====== RECORDS FOR THIS EXERCISE ======
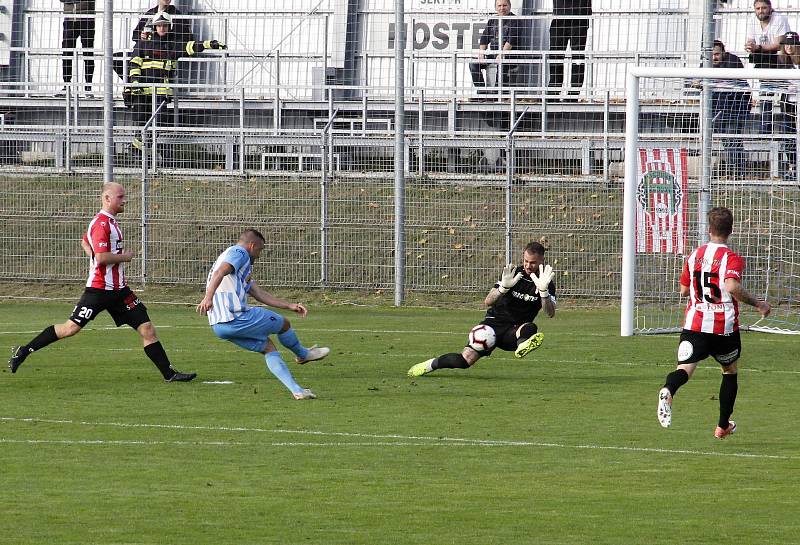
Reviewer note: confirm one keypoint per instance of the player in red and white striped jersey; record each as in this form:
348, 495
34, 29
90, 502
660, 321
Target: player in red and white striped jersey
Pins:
======
— PROBLEM TO WORK ON —
Rename "jersey" to "shirt" everywhere in the listing and write it out again without the pictures, changing nothing else.

— PROBLEM SOLUTION —
Reviewer note: confirm one keypoint per instance of the player in red and white striped shirt; record each as in this form:
348, 495
34, 29
90, 502
660, 321
Target: player in red and white striped shirt
Pins:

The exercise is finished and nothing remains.